▶ [The problem]
Every record below should be transcribed exactly. Omit the images.

[Segmentation dataset records]
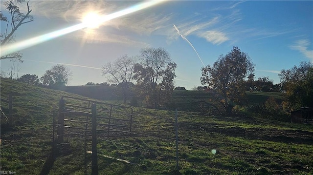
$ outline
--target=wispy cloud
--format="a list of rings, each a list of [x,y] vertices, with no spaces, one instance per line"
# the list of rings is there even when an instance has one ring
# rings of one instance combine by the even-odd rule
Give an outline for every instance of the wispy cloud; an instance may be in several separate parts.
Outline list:
[[[310,45],[312,45],[308,39],[300,39],[289,47],[291,49],[300,51],[305,57],[313,61],[313,50],[310,50],[309,47]]]
[[[74,37],[82,39],[86,43],[115,43],[133,46],[135,47],[143,48],[149,47],[149,44],[133,39],[130,37],[105,33],[97,31],[89,34],[82,31],[79,33],[73,34]]]
[[[185,79],[179,79],[179,78],[175,78],[175,80],[179,80],[179,81],[186,81],[186,82],[190,82],[190,81],[189,81],[189,80],[185,80]]]
[[[23,60],[24,61],[33,61],[33,62],[43,62],[43,63],[54,64],[66,65],[67,65],[67,66],[80,67],[84,67],[84,68],[89,68],[89,69],[99,69],[99,70],[101,70],[101,68],[98,68],[98,67],[86,66],[83,66],[83,65],[78,65],[78,64],[66,64],[66,63],[61,63],[61,62],[44,61],[40,61],[40,60],[34,60],[34,59],[24,59]]]
[[[203,38],[208,41],[214,44],[219,45],[228,40],[226,35],[217,31],[208,31],[198,34],[199,37]]]
[[[275,71],[275,70],[261,70],[260,71],[266,72],[270,72],[271,73],[274,73],[274,74],[280,74],[280,71]]]

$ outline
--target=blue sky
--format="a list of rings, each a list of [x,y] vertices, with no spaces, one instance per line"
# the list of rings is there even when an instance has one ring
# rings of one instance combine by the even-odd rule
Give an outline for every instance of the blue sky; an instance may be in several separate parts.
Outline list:
[[[138,2],[31,0],[34,20],[18,29],[16,40],[78,24],[88,12],[107,15]],[[190,90],[201,85],[203,65],[175,25],[205,65],[238,46],[255,64],[256,78],[268,76],[277,83],[282,69],[313,61],[313,1],[167,1],[22,50],[19,75],[41,77],[59,63],[72,71],[70,85],[100,83],[106,81],[100,69],[106,62],[137,55],[146,47],[162,47],[178,65],[176,86]],[[5,27],[1,22],[1,33]],[[2,60],[1,69],[7,71],[12,64]]]

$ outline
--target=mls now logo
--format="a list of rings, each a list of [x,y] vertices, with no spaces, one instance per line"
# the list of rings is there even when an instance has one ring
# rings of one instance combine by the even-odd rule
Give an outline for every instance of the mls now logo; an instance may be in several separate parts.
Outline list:
[[[15,175],[16,173],[15,172],[12,172],[11,171],[0,171],[0,175]]]

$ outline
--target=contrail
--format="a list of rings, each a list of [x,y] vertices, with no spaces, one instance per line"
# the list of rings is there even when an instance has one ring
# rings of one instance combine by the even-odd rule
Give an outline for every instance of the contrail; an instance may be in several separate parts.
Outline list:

▶ [Written solution]
$ outline
--target=wispy cloud
--format="a list of rings, each a list of [x,y] vertices, with no spaces, one instance per line"
# the list of rings is there even when an instance has one ring
# rings of one instance combine by the even-odd rule
Give an outline for every instance of the wispy cloud; an instance may be in several separate parts.
Outline list:
[[[310,45],[312,45],[308,39],[300,39],[289,47],[291,49],[300,51],[305,57],[313,61],[313,50],[310,50],[309,47]]]
[[[74,37],[82,39],[86,43],[115,43],[133,46],[135,47],[143,48],[149,47],[149,44],[133,39],[130,37],[105,33],[97,31],[89,34],[82,31],[79,33],[73,34]]]
[[[185,79],[179,79],[179,78],[175,78],[175,80],[179,80],[179,81],[186,81],[186,82],[190,82],[190,81],[189,81],[189,80],[185,80]]]
[[[23,60],[24,61],[33,61],[33,62],[43,62],[43,63],[54,64],[66,65],[67,65],[67,66],[80,67],[84,67],[84,68],[89,68],[89,69],[99,69],[99,70],[101,70],[101,68],[98,68],[98,67],[86,66],[83,66],[83,65],[78,65],[78,64],[66,64],[66,63],[61,63],[61,62],[44,61],[40,61],[40,60],[34,60],[34,59],[24,59]]]
[[[203,38],[208,41],[214,44],[219,45],[228,40],[226,35],[217,31],[208,31],[198,34],[199,37]]]
[[[275,71],[275,70],[261,70],[260,71],[266,72],[270,72],[271,73],[274,73],[274,74],[280,74],[280,71]]]

$ outline
--target=blue sky
--format="a list of rings, each a list of [x,y] vertices, with no spaces, one instance per line"
# the list of rings is there even when an instance has one ring
# rings of one instance combine by the even-odd rule
Give an outline for every instance of the blue sky; an instance may be in several separate parts.
Outline list:
[[[138,2],[31,0],[34,20],[18,29],[16,40],[78,24],[88,12],[107,15]],[[190,90],[201,85],[203,65],[175,25],[205,65],[238,46],[255,64],[256,78],[268,76],[277,83],[282,69],[313,61],[313,1],[167,1],[22,50],[19,75],[41,77],[59,63],[72,71],[70,85],[100,83],[106,81],[100,69],[106,62],[137,55],[146,47],[162,47],[178,65],[176,86]],[[5,27],[1,22],[1,33]],[[2,60],[1,69],[7,71],[12,64]]]

$ outline
--target=mls now logo
--format="a list of rings, each a list of [x,y] vertices, with no spaces, one instance per line"
# the list of rings is there even when an instance has one ring
# rings of one instance combine by the even-odd rule
Give an outline for every instance of the mls now logo; an instance may be in several separate parts.
Outline list:
[[[15,175],[16,173],[15,172],[12,172],[11,171],[0,171],[0,175]]]

$ outline
--target=contrail
--format="a list of rings, each a list of [x,y] vertices, with no spaces, one instance per line"
# the list of rings is there even when an instance has one ring
# rings of one instance combine by the even-odd rule
Give an outline for every instance of the contrail; an instance may be in several separate parts.
Outline list:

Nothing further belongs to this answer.